• Text to read:
** BEGIN **
RDB Loader fails after upgrading the events-enrichment to version 2.0.0

Hi, fairly new to snowplow,

While trying to upgrade our pipeline i’ve bumped the snowplow-enrich to version 2.0.0 (newest) and also the snowplow-s3-loader

what version of the RDB loader should i use? 1.0.0? 1.1.0? 1.2.0?

currently I have a very old version of the rdb_shredder version= 0.13.0 and rdb_loader version 0.14.0 - the emr job fails (not a huge surprise).

I would very much appreciate any help on general guideline and best practice to setup loading events into redshift:

  • Which RDB version to use?
  • Should I run the process using the EmrEtlRunner (or is it deprecated?)
  • How to monitor the loading process

Hi @avi_eshel_ct,

Which version of Enrich/S3 Loader(s) did you use before?

Generally speaking the mentioned shredded/loader ( rdb_shredder version= 0.13.0 and rdb_loader version 0.14.0) should be compatible with the latest components. Given that, it is important to understand what error you are getting (for this you might need to dive into EMR logs).
** END **
• Data rows:
** BEGIN **
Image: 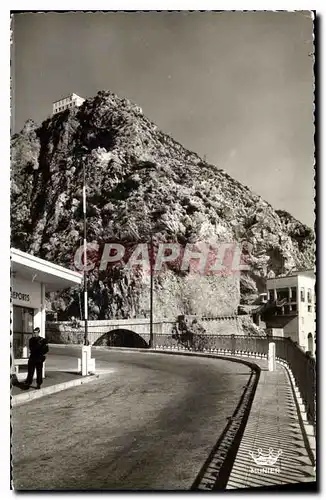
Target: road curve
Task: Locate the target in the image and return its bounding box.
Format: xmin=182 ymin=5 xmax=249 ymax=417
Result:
xmin=12 ymin=347 xmax=250 ymax=490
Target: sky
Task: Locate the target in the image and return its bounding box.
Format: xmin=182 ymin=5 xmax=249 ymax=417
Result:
xmin=11 ymin=12 xmax=314 ymax=227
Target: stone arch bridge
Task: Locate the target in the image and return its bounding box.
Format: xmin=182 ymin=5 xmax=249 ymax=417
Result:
xmin=46 ymin=316 xmax=243 ymax=347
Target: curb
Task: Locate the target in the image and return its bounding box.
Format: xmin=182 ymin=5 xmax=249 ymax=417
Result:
xmin=11 ymin=370 xmax=113 ymax=407
xmin=276 ymin=359 xmax=316 ymax=468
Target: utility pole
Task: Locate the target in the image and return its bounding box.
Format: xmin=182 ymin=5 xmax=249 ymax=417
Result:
xmin=149 ymin=232 xmax=154 ymax=348
xmin=83 ymin=161 xmax=89 ymax=345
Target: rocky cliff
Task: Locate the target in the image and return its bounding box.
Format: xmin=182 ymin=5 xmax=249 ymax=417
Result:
xmin=11 ymin=91 xmax=314 ymax=319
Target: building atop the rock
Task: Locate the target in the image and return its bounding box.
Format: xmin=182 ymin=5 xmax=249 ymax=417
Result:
xmin=261 ymin=270 xmax=316 ymax=354
xmin=52 ymin=94 xmax=85 ymax=115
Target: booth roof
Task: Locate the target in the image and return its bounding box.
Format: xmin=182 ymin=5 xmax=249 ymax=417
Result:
xmin=10 ymin=248 xmax=83 ymax=292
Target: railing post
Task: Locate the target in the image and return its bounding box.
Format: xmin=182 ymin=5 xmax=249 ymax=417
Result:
xmin=231 ymin=333 xmax=235 ymax=354
xmin=268 ymin=342 xmax=276 ymax=372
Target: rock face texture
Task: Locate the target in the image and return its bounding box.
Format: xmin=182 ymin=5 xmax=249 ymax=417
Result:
xmin=11 ymin=91 xmax=314 ymax=319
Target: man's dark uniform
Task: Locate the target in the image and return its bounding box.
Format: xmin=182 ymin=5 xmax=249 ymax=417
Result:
xmin=25 ymin=336 xmax=49 ymax=389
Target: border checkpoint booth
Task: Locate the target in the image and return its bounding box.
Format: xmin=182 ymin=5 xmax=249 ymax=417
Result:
xmin=10 ymin=248 xmax=83 ymax=379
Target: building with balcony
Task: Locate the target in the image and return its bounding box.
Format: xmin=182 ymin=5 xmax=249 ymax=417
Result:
xmin=261 ymin=270 xmax=316 ymax=355
xmin=52 ymin=94 xmax=85 ymax=115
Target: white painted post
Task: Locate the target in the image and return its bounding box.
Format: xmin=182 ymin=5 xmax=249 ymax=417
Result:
xmin=268 ymin=342 xmax=276 ymax=372
xmin=82 ymin=345 xmax=88 ymax=377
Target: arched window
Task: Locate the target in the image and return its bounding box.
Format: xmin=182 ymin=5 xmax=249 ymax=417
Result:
xmin=308 ymin=333 xmax=314 ymax=353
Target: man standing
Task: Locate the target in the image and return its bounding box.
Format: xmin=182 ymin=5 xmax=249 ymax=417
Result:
xmin=25 ymin=327 xmax=49 ymax=389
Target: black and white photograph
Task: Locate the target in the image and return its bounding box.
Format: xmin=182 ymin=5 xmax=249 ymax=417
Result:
xmin=9 ymin=10 xmax=319 ymax=493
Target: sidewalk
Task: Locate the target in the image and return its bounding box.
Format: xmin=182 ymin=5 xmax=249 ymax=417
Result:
xmin=11 ymin=354 xmax=113 ymax=406
xmin=227 ymin=360 xmax=316 ymax=489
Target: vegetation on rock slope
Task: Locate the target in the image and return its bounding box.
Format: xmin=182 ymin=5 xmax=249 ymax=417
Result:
xmin=11 ymin=91 xmax=314 ymax=319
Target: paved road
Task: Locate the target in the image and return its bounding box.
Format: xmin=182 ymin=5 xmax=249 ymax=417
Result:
xmin=12 ymin=348 xmax=250 ymax=490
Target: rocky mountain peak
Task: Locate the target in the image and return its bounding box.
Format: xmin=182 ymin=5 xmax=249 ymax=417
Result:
xmin=11 ymin=91 xmax=314 ymax=318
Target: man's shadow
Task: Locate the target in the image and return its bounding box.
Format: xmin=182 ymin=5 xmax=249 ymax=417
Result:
xmin=10 ymin=375 xmax=29 ymax=391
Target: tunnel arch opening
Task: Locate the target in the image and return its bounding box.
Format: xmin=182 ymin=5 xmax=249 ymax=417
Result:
** END **
• Required actions:
1. Answer these about the RDB Loader thread:
(a) To what version was snowplow-enrich upgraded?
(b) What version of rdb_loader is currently in use?
(c) According to the reply, which logs might need checking to find the error?
2. Resume the RDB Loader thread, continuing on from its final sentence.
The lines play no part in what follows.

• Answers for this exercise:
1.
(a) 2.0.0
(b) 0.14.0
(c) EMR logs

2.
Ideally, of course, we would recommend to use the latest recommended versions which are listed in the version compatibility matrix. However this will require some efforts from you, especially for RDB Loader. You will need to go up to 0.18.2 first which is the latest which runs with EER and then you will go to v1 where shredding and loading are separated. For upgrade guides you will look at Snowplow RDB Loader - Snowplow Docs.

Best,

2 Likes

Hi, thank you for your reply.

The s3 loader was actually the first component in the pipeline that i’ve upgraded from version 0.18 to 2.0.0rc2 - without giving too much thought about compatibility i’ve pushed the change to our dev, staging and production environments - without problems.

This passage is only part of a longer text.